**Excerpted passage**
====
MORNING MESSAGE: GOP -- The Nihilist Party

OurFuture.org's Richard Eskow: "Whatever Democrats propose, Republicans oppose. Republicans passed and signed a $286 billion infrastructure spending bill under George W. Bush. ... Today they oppose all such spending. Why? Because it's proposed by Democrats. The GOP abandoned states rights when it began overriding states on social issues, and then when it pushed to strip the states of the ability to regulate businesses. It abandoned free-market principles when it pushed for bank bailouts and other corporate subsidies. And balance-sheet executives like Mitt Romney and Herman Cain are even willing to abandon the inexorable logic of numbers when it suits their purposes ... these Republicans don't have a greater goal. Their actions are simply reflections of a baser nature, red in tooth and claw and shrieking against any creed that seeks the just and the humane. They live only to serve their wealthy and powerful sponsors. They believe in nothing."

Occupy Wall Street Goes Global

Occupy movement goes global. W. Post: "...hundreds in New Zealand are camping for the next six weeks in Auckland’s Aotea Square, while Toronto’s St. James park is now known as 'tent city central.' In London, the cobblestone courtyard of St. Paul’s Cathedral, one of the city’s most iconic buildings, was filled with about 70 colorful tents and demonstrators who vowed to protest indefinitely."

Occupy Wall Street forms Demands Working Committee. NYT: "The team will continue to meet twice a week to develop a list of specific proposals, which it will then discuss with protesters and eventually take to the General Assembly, a nightly gathering of the hundreds of protesters in the park. A two-thirds majority would have to approve each proposal, and any passionate opponent could call for the entire vote to be delayed. The General Assembly has already adopted a 'Declaration of the Occupation of New York City,' which includes a list of grievances against corporations and a call for others to join the group in peaceful assembly. To many protesters, that general statement is enough, and the open democracy of Zuccotti Park is the point of the movement."
====
**Available data**
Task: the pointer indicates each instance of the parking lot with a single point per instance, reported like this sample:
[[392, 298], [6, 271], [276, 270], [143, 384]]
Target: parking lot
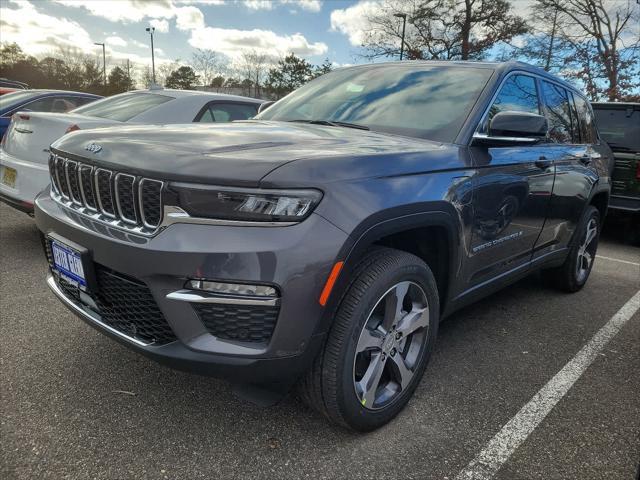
[[75, 404]]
====
**To do**
Translate this sentence from the Morning Message excerpt into Spanish: "It abandoned free-market principles when it pushed for bank bailouts and other corporate subsidies." The data have nothing to do with the Morning Message excerpt.

**Completed task**
Abandonó los principios del libre mercado cuando impulsó los rescates bancarios y otros subsidios corporativos.